==== Source material

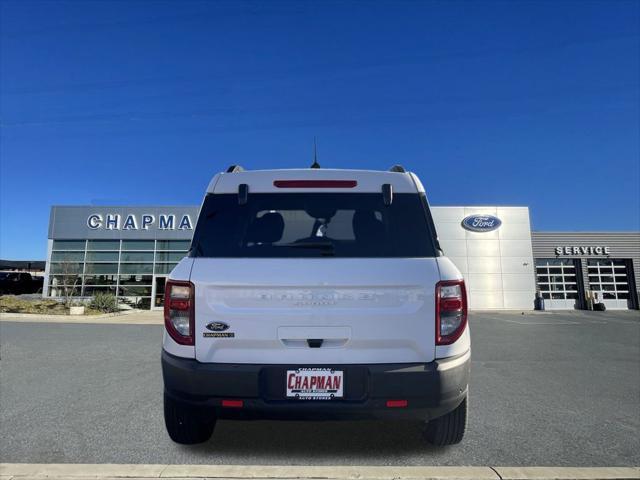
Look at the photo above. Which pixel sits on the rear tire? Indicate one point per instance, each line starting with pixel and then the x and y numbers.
pixel 186 424
pixel 448 429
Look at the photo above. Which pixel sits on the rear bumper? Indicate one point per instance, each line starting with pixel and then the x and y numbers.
pixel 431 389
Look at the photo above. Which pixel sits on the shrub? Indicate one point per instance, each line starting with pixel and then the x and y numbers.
pixel 104 302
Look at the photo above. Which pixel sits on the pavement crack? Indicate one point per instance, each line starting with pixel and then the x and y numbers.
pixel 496 472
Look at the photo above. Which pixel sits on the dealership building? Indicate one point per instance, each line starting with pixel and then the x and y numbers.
pixel 129 252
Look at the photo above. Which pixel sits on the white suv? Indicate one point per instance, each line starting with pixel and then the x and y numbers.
pixel 315 294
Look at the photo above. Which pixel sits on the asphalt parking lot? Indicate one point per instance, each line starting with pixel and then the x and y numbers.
pixel 546 389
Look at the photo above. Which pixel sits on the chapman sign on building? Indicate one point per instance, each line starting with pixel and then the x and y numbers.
pixel 129 251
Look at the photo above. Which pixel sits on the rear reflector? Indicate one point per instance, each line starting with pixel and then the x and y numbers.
pixel 315 183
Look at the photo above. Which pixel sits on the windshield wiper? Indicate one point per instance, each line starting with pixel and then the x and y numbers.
pixel 327 247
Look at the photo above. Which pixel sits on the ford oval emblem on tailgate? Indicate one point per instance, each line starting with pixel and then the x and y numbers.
pixel 481 223
pixel 217 326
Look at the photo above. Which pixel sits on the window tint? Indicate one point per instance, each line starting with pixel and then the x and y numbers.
pixel 313 225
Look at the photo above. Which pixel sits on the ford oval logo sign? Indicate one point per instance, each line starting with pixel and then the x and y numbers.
pixel 481 223
pixel 217 326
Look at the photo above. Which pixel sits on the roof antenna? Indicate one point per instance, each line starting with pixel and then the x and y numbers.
pixel 315 163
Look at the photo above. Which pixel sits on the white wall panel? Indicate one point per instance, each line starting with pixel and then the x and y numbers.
pixel 484 265
pixel 522 265
pixel 450 231
pixel 454 248
pixel 483 248
pixel 521 300
pixel 516 248
pixel 514 282
pixel 480 211
pixel 486 301
pixel 485 282
pixel 498 266
pixel 513 214
pixel 461 263
pixel 514 231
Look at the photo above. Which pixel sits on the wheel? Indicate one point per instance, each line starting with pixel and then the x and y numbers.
pixel 186 424
pixel 448 429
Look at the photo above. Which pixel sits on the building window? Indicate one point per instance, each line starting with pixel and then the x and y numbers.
pixel 556 278
pixel 608 278
pixel 173 245
pixel 103 245
pixel 128 268
pixel 69 245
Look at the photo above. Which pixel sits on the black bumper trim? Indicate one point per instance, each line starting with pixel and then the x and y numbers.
pixel 431 389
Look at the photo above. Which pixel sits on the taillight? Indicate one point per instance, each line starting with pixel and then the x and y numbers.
pixel 451 311
pixel 179 319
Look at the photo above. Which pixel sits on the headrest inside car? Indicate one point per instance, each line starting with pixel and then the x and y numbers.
pixel 266 229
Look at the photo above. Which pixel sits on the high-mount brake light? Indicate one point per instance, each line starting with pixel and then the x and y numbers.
pixel 451 311
pixel 315 183
pixel 179 318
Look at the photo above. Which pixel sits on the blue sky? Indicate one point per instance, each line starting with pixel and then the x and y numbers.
pixel 510 103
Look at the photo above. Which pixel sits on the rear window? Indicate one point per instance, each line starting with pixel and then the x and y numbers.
pixel 313 225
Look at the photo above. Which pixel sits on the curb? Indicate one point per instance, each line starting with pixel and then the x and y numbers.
pixel 127 317
pixel 24 471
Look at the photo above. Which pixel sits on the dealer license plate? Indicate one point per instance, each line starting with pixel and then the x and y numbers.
pixel 315 383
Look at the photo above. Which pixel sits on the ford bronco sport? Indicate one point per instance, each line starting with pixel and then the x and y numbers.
pixel 315 294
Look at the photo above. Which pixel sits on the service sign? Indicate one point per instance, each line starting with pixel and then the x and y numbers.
pixel 481 223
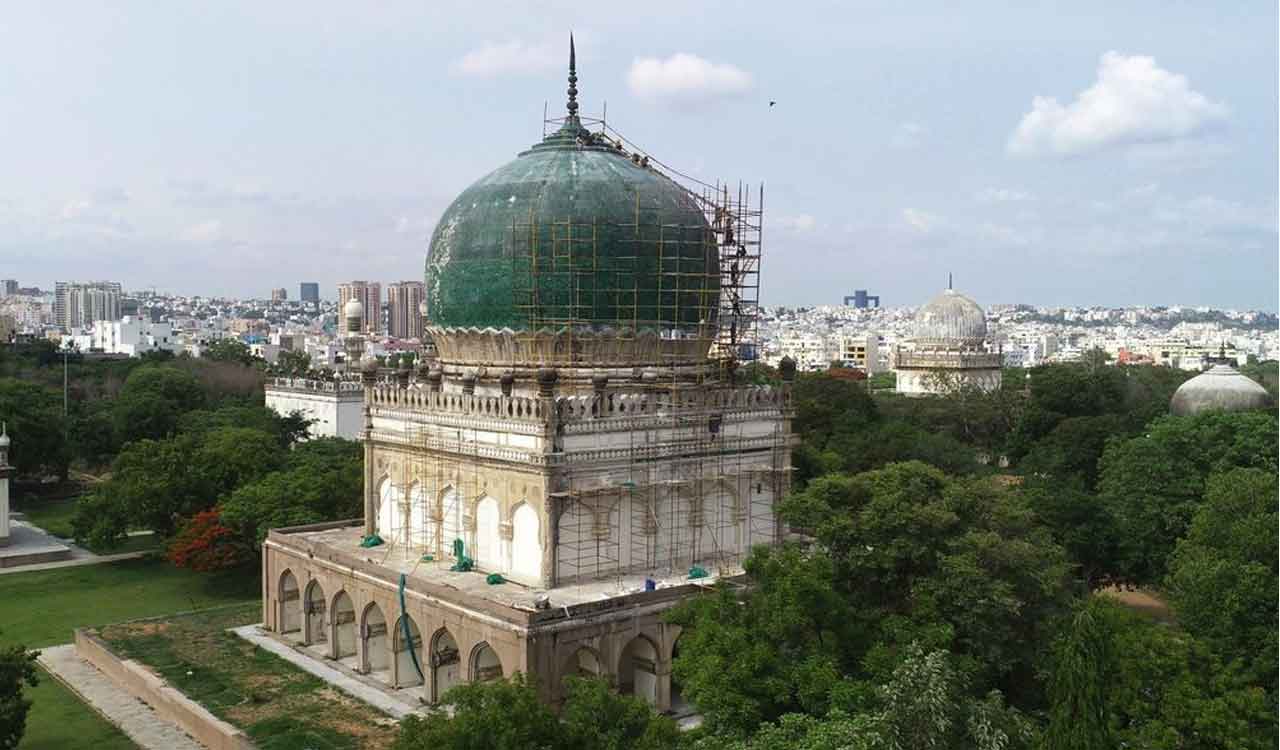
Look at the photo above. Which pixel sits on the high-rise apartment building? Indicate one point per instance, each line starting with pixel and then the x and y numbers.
pixel 370 295
pixel 81 303
pixel 403 318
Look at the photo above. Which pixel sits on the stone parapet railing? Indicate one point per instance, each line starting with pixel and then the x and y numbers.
pixel 306 384
pixel 949 360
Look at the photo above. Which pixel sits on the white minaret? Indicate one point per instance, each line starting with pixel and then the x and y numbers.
pixel 5 470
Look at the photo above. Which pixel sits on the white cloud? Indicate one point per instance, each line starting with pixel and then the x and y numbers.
pixel 798 223
pixel 205 231
pixel 1133 101
pixel 1001 196
pixel 507 58
pixel 919 220
pixel 908 136
pixel 686 78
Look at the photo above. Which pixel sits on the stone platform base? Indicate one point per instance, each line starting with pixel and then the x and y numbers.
pixel 30 545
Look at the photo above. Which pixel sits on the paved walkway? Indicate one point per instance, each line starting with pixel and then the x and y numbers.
pixel 348 684
pixel 92 559
pixel 136 718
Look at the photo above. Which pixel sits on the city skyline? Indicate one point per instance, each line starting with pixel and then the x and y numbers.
pixel 992 156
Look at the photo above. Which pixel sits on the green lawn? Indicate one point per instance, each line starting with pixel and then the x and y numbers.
pixel 55 517
pixel 51 515
pixel 279 705
pixel 58 719
pixel 42 607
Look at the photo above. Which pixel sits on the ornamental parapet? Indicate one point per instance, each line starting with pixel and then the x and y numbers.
pixel 949 360
pixel 667 403
pixel 506 407
pixel 347 388
pixel 568 346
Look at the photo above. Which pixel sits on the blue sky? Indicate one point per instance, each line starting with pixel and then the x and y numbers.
pixel 1051 154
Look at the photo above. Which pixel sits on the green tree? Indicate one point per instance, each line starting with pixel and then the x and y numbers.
pixel 1078 684
pixel 1223 576
pixel 597 718
pixel 502 714
pixel 1152 484
pixel 321 480
pixel 1082 526
pixel 152 399
pixel 17 670
pixel 35 422
pixel 1168 691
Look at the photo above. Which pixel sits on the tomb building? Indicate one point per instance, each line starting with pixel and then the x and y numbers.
pixel 947 350
pixel 576 454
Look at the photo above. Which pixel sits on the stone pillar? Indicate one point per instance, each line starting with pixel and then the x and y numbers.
pixel 369 376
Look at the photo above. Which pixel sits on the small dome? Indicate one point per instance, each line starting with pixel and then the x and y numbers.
pixel 950 319
pixel 1220 388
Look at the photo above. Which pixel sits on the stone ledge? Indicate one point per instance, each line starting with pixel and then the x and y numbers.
pixel 168 702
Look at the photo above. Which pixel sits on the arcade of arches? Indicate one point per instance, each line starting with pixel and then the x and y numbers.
pixel 434 650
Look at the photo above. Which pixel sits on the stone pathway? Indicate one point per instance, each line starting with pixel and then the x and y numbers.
pixel 136 718
pixel 92 559
pixel 323 668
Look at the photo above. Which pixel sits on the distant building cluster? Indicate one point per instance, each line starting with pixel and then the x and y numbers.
pixel 868 338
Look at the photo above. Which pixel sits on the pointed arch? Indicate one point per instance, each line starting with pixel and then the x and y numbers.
pixel 485 663
pixel 488 543
pixel 446 663
pixel 526 543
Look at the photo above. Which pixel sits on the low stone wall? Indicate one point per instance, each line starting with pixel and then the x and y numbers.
pixel 168 702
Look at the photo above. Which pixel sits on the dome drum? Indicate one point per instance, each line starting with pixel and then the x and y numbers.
pixel 571 347
pixel 1220 388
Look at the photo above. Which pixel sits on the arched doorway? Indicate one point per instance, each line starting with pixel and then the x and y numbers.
pixel 408 654
pixel 485 664
pixel 487 535
pixel 374 632
pixel 314 609
pixel 638 670
pixel 526 548
pixel 343 626
pixel 581 663
pixel 289 612
pixel 389 520
pixel 444 664
pixel 680 707
pixel 451 524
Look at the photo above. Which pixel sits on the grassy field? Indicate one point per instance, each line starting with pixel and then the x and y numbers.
pixel 51 515
pixel 279 705
pixel 54 515
pixel 45 606
pixel 42 608
pixel 59 721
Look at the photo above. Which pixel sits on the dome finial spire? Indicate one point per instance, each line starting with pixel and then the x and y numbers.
pixel 572 78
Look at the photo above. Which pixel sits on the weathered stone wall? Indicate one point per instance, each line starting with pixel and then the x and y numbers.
pixel 168 702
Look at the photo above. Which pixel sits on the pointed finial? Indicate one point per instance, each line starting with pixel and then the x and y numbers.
pixel 572 78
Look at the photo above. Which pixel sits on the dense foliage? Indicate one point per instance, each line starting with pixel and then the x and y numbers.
pixel 507 714
pixel 17 671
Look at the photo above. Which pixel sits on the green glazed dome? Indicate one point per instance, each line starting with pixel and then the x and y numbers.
pixel 574 232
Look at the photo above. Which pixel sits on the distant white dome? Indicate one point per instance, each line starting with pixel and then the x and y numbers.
pixel 1220 388
pixel 950 319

========

Print exactly the lines from the one with "the distant white" through the last line of the material, including both, and no others.

| Written solution |
Look at the photo above. Which pixel sits on the distant white dome? Indicate one point per instance, each line starting with pixel and then the x and y numbers.
pixel 1220 388
pixel 950 319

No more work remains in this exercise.